** Start of GIVEN DATA **
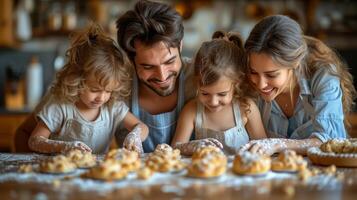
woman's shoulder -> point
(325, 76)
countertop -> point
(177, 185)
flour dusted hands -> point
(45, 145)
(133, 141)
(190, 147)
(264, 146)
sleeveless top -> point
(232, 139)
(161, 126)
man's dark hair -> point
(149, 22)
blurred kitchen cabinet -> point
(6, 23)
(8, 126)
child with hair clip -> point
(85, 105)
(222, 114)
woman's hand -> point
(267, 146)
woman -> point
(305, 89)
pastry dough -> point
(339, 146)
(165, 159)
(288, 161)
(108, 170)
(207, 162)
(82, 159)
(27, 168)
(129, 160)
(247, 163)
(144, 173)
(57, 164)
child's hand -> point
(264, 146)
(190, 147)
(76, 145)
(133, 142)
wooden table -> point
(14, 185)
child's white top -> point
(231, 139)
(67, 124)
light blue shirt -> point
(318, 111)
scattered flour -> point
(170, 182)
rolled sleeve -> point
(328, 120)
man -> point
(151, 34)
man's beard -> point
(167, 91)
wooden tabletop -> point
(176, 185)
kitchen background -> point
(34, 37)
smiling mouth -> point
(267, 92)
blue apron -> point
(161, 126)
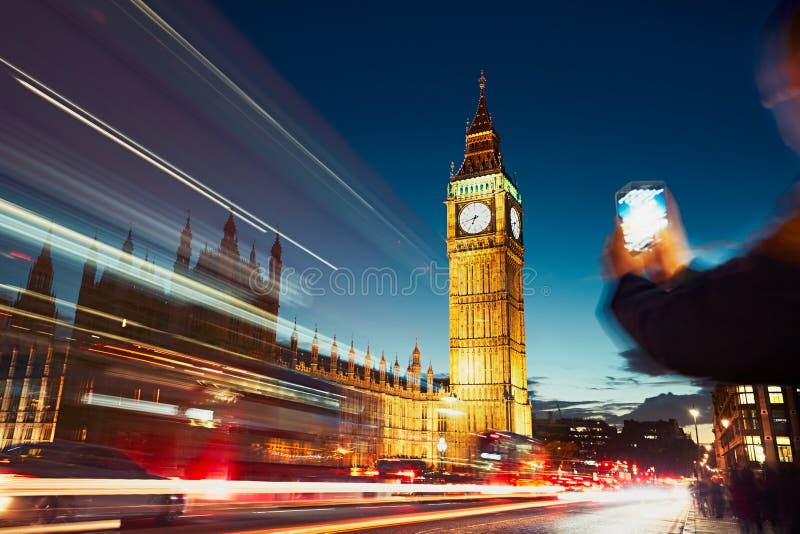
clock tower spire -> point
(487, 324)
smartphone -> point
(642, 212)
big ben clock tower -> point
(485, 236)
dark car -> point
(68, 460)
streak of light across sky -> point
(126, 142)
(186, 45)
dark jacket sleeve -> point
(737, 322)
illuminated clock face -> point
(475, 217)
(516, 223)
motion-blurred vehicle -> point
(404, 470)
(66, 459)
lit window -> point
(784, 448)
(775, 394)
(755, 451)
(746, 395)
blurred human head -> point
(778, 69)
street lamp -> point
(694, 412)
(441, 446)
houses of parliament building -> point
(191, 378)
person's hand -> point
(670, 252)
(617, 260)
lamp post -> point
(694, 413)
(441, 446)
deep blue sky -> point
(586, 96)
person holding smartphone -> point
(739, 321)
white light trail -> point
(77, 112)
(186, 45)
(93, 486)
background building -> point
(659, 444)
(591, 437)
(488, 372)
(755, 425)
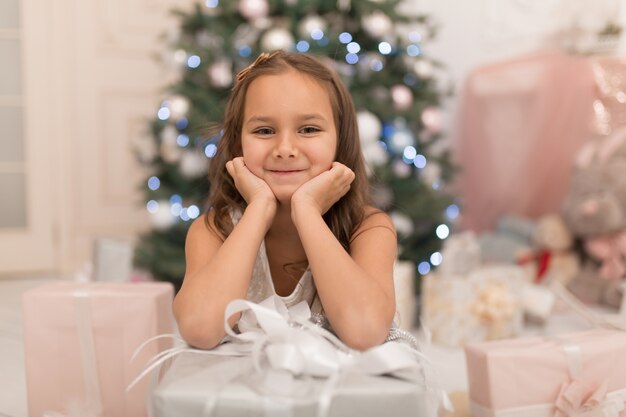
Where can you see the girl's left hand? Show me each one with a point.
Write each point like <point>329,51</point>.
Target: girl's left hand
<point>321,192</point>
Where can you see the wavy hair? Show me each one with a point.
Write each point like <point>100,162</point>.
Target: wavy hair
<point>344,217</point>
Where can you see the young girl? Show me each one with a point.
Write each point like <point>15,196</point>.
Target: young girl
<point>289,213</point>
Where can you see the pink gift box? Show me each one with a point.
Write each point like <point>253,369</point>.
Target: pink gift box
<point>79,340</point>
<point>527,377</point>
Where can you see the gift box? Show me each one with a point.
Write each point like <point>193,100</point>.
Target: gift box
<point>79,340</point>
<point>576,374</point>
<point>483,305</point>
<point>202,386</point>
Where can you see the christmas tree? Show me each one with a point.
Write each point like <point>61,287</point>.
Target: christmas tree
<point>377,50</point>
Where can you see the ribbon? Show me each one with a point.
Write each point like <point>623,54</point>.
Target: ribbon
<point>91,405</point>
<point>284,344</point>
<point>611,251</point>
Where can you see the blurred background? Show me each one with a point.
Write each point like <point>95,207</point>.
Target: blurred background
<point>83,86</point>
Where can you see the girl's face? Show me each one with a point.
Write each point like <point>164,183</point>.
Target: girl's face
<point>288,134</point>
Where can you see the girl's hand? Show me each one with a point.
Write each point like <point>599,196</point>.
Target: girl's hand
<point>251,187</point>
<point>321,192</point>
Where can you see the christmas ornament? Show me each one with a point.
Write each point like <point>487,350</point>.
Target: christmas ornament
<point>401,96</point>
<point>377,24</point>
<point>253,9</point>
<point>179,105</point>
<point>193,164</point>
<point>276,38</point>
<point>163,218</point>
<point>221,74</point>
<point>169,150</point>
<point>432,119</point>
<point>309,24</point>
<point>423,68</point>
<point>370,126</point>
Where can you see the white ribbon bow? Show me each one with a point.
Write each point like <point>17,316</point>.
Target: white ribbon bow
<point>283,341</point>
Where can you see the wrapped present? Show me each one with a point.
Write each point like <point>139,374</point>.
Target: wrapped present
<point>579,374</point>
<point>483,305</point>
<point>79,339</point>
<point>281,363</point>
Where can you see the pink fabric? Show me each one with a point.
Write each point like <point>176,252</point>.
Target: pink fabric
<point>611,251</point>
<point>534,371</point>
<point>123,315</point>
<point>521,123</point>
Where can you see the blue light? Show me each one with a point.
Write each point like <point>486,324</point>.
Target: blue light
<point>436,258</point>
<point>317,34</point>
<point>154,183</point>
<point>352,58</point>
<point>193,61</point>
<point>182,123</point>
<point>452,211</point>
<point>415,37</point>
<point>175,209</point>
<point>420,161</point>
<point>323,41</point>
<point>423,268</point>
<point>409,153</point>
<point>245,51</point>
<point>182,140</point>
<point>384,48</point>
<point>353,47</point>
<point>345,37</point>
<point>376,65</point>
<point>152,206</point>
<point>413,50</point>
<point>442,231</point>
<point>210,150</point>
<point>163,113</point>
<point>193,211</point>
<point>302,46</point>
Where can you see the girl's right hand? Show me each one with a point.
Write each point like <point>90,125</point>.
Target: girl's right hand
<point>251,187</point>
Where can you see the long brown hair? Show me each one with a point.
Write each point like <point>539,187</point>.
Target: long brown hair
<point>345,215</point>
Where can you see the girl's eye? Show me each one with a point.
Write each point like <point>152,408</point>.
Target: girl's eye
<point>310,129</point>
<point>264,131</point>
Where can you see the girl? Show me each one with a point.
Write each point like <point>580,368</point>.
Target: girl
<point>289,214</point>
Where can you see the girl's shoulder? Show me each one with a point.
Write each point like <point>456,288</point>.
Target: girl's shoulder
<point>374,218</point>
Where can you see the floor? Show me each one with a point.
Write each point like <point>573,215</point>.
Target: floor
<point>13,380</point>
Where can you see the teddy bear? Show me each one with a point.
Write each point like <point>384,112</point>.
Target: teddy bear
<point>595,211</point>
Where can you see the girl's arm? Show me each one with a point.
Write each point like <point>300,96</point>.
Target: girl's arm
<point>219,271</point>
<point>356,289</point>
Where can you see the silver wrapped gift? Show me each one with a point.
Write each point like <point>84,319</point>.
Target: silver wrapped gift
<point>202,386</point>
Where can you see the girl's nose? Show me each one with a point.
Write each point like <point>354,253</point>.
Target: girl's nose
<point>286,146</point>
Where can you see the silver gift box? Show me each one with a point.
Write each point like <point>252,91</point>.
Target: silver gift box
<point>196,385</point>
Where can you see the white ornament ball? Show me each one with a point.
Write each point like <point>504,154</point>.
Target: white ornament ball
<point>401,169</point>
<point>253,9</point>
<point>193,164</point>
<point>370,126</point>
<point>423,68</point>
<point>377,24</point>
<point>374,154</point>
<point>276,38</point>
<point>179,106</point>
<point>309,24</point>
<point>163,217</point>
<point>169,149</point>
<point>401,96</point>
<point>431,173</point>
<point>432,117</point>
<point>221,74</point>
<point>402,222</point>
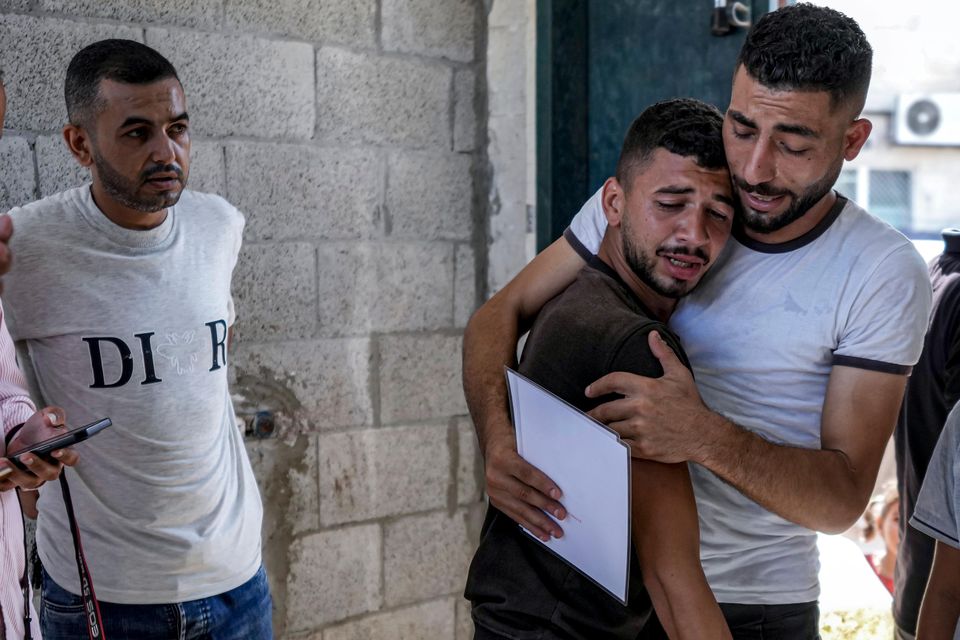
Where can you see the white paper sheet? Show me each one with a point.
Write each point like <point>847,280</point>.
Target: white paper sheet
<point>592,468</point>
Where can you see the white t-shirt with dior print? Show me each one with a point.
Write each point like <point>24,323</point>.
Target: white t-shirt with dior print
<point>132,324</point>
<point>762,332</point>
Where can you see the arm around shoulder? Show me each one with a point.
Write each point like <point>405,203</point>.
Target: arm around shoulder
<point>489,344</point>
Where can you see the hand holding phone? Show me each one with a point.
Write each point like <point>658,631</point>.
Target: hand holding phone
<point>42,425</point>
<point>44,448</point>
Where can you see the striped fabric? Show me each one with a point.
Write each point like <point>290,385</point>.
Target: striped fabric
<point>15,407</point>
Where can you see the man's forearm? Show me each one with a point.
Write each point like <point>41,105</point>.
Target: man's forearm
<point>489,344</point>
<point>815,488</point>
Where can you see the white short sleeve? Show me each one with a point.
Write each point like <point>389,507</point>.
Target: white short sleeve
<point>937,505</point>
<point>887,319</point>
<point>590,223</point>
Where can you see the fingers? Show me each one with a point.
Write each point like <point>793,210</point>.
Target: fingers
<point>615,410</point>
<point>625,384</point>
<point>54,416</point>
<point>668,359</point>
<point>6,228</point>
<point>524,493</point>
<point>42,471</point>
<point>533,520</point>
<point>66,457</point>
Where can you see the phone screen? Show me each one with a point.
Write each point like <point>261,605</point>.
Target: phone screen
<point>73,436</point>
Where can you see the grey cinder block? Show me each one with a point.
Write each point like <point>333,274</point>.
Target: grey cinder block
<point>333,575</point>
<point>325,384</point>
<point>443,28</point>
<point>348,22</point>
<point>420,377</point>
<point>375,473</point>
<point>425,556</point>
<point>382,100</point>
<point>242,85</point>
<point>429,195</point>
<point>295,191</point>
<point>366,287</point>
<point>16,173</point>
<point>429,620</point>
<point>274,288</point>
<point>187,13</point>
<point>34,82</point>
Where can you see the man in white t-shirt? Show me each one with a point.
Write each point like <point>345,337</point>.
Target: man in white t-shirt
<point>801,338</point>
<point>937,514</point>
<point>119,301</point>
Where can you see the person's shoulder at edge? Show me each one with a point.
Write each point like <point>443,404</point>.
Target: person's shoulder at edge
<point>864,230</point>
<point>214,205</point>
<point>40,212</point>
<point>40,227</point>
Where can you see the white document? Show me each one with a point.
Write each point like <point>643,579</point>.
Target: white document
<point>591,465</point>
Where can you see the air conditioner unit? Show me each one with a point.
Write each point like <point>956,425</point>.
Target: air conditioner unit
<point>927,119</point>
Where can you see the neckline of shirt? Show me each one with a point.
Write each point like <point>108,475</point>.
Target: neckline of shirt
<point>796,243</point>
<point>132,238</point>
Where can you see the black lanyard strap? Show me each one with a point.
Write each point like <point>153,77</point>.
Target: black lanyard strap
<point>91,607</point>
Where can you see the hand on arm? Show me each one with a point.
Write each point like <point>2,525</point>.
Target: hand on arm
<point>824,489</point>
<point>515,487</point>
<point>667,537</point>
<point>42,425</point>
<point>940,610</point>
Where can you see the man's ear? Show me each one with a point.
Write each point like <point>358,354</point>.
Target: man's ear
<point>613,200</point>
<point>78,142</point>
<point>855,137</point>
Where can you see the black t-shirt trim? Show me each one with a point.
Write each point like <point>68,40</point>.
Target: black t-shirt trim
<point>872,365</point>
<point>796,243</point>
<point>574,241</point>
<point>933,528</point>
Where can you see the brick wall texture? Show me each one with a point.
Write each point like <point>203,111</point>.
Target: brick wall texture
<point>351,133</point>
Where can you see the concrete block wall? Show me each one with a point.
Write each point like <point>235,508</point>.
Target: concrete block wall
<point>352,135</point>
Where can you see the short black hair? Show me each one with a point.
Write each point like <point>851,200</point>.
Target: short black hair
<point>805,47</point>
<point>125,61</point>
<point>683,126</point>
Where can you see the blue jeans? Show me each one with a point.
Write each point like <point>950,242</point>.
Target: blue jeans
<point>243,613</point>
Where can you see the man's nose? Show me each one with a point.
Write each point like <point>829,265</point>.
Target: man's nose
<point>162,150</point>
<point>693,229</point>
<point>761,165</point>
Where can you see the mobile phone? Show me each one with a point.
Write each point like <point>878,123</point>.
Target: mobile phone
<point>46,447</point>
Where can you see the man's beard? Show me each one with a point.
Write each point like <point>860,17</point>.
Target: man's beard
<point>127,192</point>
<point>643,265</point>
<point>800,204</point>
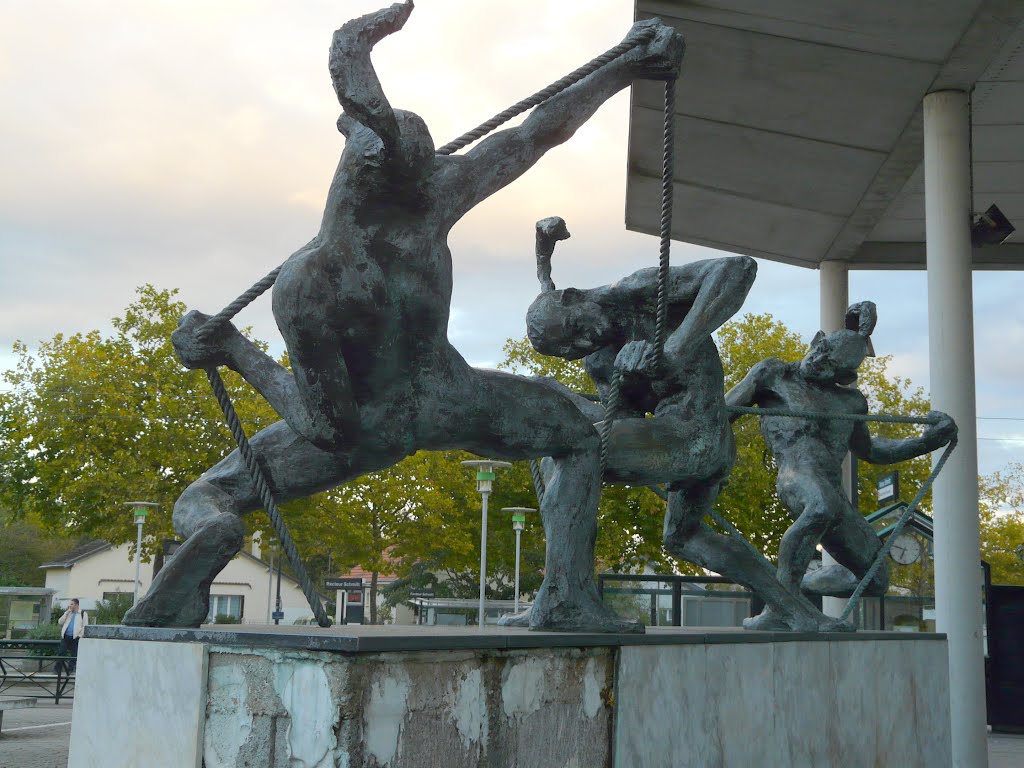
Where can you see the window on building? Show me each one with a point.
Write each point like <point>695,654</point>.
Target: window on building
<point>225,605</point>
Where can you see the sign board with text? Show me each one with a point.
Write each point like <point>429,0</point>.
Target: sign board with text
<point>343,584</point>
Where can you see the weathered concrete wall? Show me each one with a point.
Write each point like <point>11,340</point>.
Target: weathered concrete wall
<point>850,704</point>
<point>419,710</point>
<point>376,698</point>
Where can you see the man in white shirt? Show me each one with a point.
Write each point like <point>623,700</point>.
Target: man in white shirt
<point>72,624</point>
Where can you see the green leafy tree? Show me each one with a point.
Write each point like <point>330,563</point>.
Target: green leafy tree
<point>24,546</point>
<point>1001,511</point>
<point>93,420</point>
** End of GIVEN DATA **
— SHORT TASK —
Rewrite the lines starting at the one that contains "Where can you see the fingers?" and ending at the one that contains "<point>927,119</point>", swapping "cinder block" for "concrete block" and leaving everything else as it is.

— EXPECTED ANSWER —
Where can you see the fingers? Show me each one with a point.
Write each point like <point>793,210</point>.
Target: fingers
<point>615,410</point>
<point>625,384</point>
<point>54,416</point>
<point>668,359</point>
<point>6,228</point>
<point>524,493</point>
<point>42,471</point>
<point>533,520</point>
<point>66,457</point>
Where can you see the phone screen? Show me each one with a point.
Write each point like <point>261,605</point>.
Target: phone screen
<point>73,436</point>
Where can you see the grey concrete block? Show me each one with a point.
Write each point like <point>333,274</point>.
Target: grey concrete block
<point>333,575</point>
<point>325,384</point>
<point>443,28</point>
<point>348,22</point>
<point>420,377</point>
<point>375,473</point>
<point>425,556</point>
<point>382,100</point>
<point>242,85</point>
<point>429,195</point>
<point>295,191</point>
<point>366,287</point>
<point>16,173</point>
<point>429,620</point>
<point>274,288</point>
<point>187,13</point>
<point>34,82</point>
Where can you see the man in white t-shirt? Show me each one with a point.
Write each point like <point>345,337</point>.
Target: man in white t-shirt
<point>801,338</point>
<point>937,514</point>
<point>119,301</point>
Where can you see the person's shoulder at edge? Show me each one with a point.
Write each point like <point>443,404</point>.
Target: person's shoulder at edge
<point>864,230</point>
<point>214,205</point>
<point>40,212</point>
<point>40,227</point>
Where can you see the white document? Show me each one with a point.
Write each point like <point>643,579</point>.
Target: white document
<point>591,465</point>
Where can you see the air conditioner unit? Show me each one with a point.
Write each point like <point>956,425</point>.
Target: air conditioner unit
<point>927,119</point>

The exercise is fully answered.